Work order —
With all images omitted, write out the records word for word.

Material to process —
..........

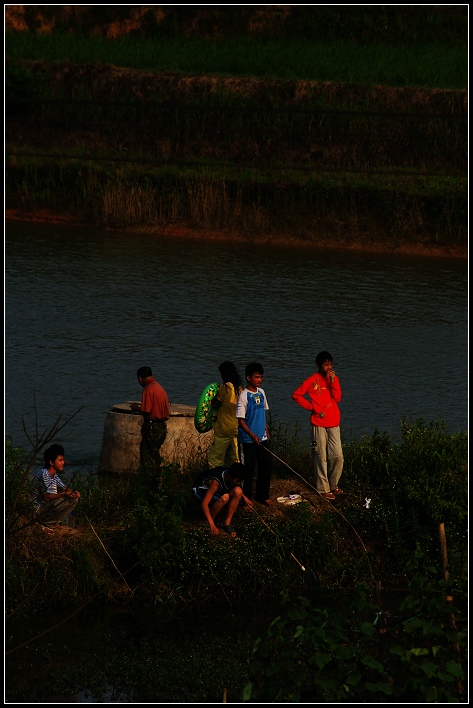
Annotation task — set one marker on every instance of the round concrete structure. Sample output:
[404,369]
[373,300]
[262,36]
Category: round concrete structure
[122,435]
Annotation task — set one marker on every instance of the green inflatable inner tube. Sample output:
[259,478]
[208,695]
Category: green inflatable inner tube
[205,415]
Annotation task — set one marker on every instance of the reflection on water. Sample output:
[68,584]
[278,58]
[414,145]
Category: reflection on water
[85,308]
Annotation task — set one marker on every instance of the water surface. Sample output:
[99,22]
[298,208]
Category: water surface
[86,307]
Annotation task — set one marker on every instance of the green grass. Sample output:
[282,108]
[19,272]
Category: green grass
[419,65]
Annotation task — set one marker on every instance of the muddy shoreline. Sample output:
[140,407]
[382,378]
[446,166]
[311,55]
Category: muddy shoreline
[175,231]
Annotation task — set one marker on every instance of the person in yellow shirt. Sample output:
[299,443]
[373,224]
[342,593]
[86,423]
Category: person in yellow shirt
[224,449]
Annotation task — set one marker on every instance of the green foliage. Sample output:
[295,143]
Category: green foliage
[413,486]
[344,650]
[360,45]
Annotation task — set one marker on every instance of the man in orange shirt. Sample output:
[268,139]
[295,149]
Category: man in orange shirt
[320,394]
[155,410]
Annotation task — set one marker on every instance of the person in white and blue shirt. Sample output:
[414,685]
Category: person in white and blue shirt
[53,500]
[253,435]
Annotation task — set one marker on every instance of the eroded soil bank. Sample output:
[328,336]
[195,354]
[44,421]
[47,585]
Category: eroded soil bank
[181,231]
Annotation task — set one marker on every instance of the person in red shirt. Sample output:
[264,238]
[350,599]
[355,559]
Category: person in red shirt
[320,394]
[155,410]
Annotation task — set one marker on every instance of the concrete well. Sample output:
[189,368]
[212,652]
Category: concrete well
[120,450]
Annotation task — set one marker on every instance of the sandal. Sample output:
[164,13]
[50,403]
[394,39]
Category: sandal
[228,529]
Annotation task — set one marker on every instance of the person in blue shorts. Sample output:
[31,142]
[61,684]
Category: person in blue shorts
[220,489]
[253,435]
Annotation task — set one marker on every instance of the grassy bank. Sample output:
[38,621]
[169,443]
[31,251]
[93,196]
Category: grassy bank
[322,566]
[239,142]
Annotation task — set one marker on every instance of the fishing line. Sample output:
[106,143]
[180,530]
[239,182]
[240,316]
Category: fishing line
[322,497]
[277,535]
[108,554]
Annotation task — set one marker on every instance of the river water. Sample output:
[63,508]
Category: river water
[86,307]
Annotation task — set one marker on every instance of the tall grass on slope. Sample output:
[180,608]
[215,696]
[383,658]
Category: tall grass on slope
[425,65]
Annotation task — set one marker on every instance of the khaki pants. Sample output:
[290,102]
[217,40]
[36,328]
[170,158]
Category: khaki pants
[328,457]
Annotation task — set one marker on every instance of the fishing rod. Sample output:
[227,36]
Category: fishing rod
[275,534]
[327,500]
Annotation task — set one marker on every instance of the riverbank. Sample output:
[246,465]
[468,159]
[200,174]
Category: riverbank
[326,242]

..........

Solution below —
Annotation task — set one marker on every instance of the round concrete structure. Sample output:
[404,369]
[373,300]
[262,36]
Category: round concrete structure
[122,435]
Annotation task — set one marker on every instance of the green inflatable inner tube. Sample output:
[259,478]
[208,695]
Category: green inflatable inner tube
[205,415]
Annotation task — set one marker on every instance of the reflection on water. Sample output:
[68,584]
[278,58]
[414,145]
Category: reflection on water
[85,308]
Annotation task — set one marker on every instance of the water surface. Sample output:
[99,22]
[298,208]
Category: water surface
[86,307]
Annotation task — set one marker on every instance of the green grass. Sample output:
[282,108]
[19,272]
Category: green grass
[419,65]
Annotation task — set one marker on every instance of the muddy shoreline. Sample output:
[140,407]
[382,378]
[446,166]
[311,55]
Category: muddy shoreline
[175,231]
Annotation task — set one marker on every instance of the person in yellow shirt. Sample output:
[299,443]
[373,224]
[342,593]
[86,423]
Category: person in yellow shirt
[224,449]
Annotation task — set one marker on every instance of the green foliage. Sample output:
[295,143]
Category: green foliage
[413,486]
[344,650]
[360,45]
Annotation task — set one marker on every instance of the man in orange shirt. Sample output:
[268,139]
[295,149]
Category: man in orange shirt
[320,394]
[155,410]
Annotation task — set one marker on every instance of the person in white and blue shirt. Sample output:
[414,685]
Category: person in white and blue shirt
[53,500]
[253,435]
Annotation task — set one marker on every instance of the eroded soil bank. Sample output:
[328,336]
[195,354]
[44,421]
[47,585]
Category: eroded soil bank
[181,231]
Annotation task — set one marker on every instance of the person in red shirt. Sample output:
[264,238]
[350,599]
[355,559]
Category: person in red shirt
[320,394]
[155,410]
Annotation task — set one marker on every instance of the concrete well. Sample output:
[189,368]
[212,652]
Category: concrete well
[120,450]
Annotation task — set one marker on every instance of the sandal. Sample output:
[164,13]
[50,403]
[394,39]
Category: sandal
[228,529]
Annotation task — set one marker on every instance of the person in blue shorts. Sample output:
[31,142]
[61,684]
Category: person in blue shorts
[220,489]
[253,435]
Annotation task — set one marker on every instance of the grassy bank. Sample output:
[38,621]
[169,443]
[31,251]
[93,196]
Category: grassy bank
[322,566]
[239,142]
Annotation task — set one marker on every instance of the fishing line. Sample output:
[106,143]
[180,530]
[239,182]
[240,316]
Category: fishing line
[322,497]
[277,535]
[108,554]
Annotation task — set one marker on every instance of the river water. Sample output:
[63,508]
Category: river water
[86,307]
Annotation task — set one marker on every instance of the tall grass on slope. Sample output:
[180,608]
[215,696]
[383,658]
Category: tall grass on slope
[425,65]
Annotation task — set one marker on every instance of the khaki pants. Sample output:
[290,102]
[217,40]
[36,328]
[170,158]
Category: khaki pants
[328,457]
Annotation task — set one marker on every instance of the fishing rod. Sample output:
[227,36]
Category: fishing rod
[275,534]
[327,500]
Annotation task — set one marker on every instance of the riverbank. Sample output:
[246,465]
[468,159]
[200,174]
Category: riverbank
[326,242]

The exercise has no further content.